## EXERCISE PROMPT
Using the records below, filter out every line that lacks "building" and copy the rest.

## EXERCISE INPUTS
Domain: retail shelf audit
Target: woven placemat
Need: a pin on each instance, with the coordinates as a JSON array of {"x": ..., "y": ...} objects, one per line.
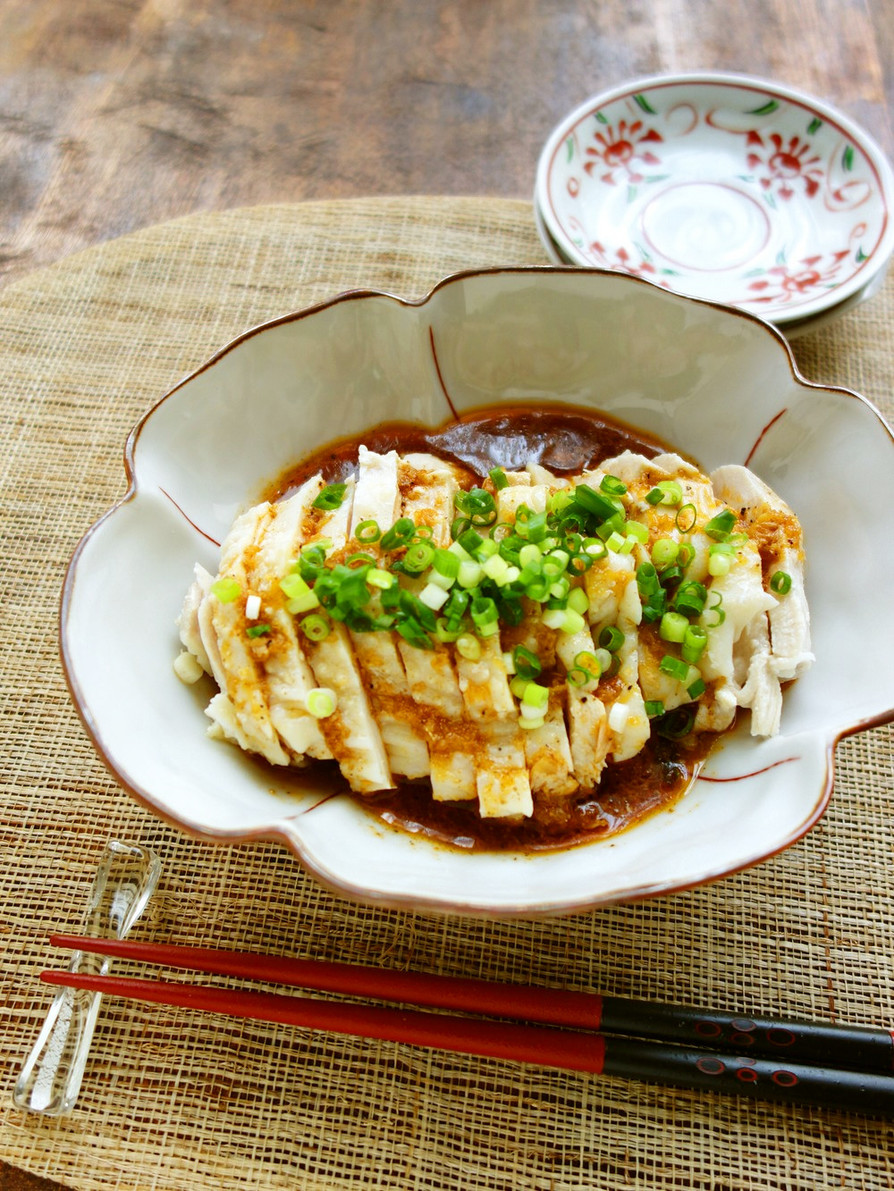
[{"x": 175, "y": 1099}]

---

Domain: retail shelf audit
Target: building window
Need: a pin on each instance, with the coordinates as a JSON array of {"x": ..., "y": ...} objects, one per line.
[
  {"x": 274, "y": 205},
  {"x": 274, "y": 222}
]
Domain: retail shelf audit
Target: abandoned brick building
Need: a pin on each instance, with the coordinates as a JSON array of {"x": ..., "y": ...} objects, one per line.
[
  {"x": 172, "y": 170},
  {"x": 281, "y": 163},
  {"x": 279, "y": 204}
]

## RESPONSE
Target: building window
Target: abandoned brick building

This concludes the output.